- **PAGE EXTRACT**:
## begin
Bush, George

Bush, George

▪ president of United States
Introduction
in full  George Herbert Walker Bush 
born June 12, 1924, Milton, Massachusetts, U.S.
 
 politician and businessman who was vice president of the United States (1981–89) and the 41st president of the United States (1989–93). As president, Bush assembled a multinational force to compel the withdrawal of Iraq from Kuwait in the Persian Gulf War. (For a discussion of the history and nature of the presidency, see presidency of the United States of America.)

Early life and career
      Bush was the son of Prescott Sheldon Bush, an investment banker and U.S. senator from Connecticut, and Dorothy Walker Bush, scion of a prominent St. Louis, Missouri, family. (Her father established the amateur golf competition known as the Walker Cup.) The young Bush grew up in Greenwich, Connecticut, and attended private schools there and in Andover, Massachusetts. Upon graduation from Phillips Academy, Andover, he joined the U.S. Naval Reserve. He served from 1942 to 1944 as a torpedo bomber pilot on aircraft carriers in the Pacific during World War II, flying some 58 combat missions; he was shot down by the Japanese in 1944. For his service he won the Distinguished Flying Cross. In January 1945 he married Barbara Pierce (Barbara Bush (Bush, Barbara)).
## end
- **GIVEN INSTRUCTION**:
In the entry on George Bush, what award did Bush receive for his service as a torpedo bomber pilot?

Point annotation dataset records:
## begin
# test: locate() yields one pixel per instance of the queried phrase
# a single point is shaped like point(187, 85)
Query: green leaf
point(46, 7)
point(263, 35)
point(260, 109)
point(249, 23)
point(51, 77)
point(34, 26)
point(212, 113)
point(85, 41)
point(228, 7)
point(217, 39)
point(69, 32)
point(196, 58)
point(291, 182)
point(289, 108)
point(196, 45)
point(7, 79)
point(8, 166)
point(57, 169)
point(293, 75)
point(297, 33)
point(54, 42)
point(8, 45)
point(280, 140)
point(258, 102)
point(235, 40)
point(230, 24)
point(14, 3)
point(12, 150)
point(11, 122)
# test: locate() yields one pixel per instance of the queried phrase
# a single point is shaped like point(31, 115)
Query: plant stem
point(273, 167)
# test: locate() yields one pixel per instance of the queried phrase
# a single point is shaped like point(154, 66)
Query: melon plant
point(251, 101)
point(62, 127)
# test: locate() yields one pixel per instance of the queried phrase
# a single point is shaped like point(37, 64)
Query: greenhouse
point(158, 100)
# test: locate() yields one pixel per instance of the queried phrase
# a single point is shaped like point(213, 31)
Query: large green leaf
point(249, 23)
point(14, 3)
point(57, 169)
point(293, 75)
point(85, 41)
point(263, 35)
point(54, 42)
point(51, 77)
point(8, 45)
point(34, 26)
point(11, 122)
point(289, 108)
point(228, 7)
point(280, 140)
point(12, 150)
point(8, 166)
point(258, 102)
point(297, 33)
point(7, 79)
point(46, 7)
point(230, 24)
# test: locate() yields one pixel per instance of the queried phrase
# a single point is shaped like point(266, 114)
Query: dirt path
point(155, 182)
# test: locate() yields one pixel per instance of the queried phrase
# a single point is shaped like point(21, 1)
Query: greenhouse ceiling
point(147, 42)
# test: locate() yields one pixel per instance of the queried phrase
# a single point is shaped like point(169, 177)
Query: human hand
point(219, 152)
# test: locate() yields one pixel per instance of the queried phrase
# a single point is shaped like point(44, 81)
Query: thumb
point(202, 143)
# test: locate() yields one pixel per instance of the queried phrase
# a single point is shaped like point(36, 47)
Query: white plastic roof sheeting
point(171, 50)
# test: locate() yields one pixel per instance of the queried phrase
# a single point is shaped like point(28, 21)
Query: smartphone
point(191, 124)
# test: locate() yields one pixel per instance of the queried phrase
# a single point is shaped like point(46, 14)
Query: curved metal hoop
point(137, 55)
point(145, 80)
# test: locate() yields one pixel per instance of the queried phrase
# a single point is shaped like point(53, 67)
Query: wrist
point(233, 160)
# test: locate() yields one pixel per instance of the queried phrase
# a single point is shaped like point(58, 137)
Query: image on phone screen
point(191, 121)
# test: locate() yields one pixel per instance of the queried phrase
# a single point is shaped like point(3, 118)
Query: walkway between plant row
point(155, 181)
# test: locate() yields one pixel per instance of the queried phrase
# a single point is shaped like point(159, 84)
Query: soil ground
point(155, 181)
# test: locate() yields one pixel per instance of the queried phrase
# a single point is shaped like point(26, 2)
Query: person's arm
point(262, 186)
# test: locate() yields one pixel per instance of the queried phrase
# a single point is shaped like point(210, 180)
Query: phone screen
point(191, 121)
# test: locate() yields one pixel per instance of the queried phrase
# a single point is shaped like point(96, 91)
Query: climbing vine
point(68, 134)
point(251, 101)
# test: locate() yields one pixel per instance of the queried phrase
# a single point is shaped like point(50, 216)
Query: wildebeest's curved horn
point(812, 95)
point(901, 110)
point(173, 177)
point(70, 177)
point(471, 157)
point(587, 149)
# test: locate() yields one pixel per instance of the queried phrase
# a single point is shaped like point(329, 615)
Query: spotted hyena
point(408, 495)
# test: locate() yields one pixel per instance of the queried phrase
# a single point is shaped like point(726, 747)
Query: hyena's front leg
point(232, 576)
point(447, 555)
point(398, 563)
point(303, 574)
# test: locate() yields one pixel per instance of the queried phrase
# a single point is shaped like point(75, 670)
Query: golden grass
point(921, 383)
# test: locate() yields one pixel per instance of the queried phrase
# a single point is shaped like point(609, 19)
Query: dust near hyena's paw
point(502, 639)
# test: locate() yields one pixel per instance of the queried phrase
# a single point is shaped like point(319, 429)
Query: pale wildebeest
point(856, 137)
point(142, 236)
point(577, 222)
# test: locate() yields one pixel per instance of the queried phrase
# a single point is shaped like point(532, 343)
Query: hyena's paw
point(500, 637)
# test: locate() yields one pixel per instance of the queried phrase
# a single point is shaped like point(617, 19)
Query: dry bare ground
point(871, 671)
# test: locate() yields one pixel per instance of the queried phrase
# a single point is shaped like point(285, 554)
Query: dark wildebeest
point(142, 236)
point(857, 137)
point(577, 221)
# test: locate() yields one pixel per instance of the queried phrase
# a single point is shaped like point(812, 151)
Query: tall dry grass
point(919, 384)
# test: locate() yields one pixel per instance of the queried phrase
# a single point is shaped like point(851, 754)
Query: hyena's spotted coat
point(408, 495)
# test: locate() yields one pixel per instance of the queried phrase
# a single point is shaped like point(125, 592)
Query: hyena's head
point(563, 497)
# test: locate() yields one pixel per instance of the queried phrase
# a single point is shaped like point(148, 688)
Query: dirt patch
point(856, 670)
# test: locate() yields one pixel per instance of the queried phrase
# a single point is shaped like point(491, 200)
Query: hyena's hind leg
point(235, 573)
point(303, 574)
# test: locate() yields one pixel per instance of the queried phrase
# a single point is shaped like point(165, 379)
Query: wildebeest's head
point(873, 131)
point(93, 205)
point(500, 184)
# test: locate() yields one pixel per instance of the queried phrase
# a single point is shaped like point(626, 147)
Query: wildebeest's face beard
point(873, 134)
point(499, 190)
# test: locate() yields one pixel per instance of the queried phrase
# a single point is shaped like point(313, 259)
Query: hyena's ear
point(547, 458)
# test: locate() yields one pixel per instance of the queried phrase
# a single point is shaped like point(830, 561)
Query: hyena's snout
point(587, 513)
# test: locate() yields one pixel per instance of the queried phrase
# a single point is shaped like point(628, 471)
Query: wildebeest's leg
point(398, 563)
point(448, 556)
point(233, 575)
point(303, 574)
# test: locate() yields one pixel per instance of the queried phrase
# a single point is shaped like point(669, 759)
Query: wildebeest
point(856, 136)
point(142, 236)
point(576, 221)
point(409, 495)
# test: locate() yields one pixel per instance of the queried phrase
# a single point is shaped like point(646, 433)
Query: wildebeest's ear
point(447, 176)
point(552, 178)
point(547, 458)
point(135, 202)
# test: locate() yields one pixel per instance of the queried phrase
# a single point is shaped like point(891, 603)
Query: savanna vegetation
## end
- **OUTPUT OF THE EXERCISE**:
The Distinguished Flying Cross.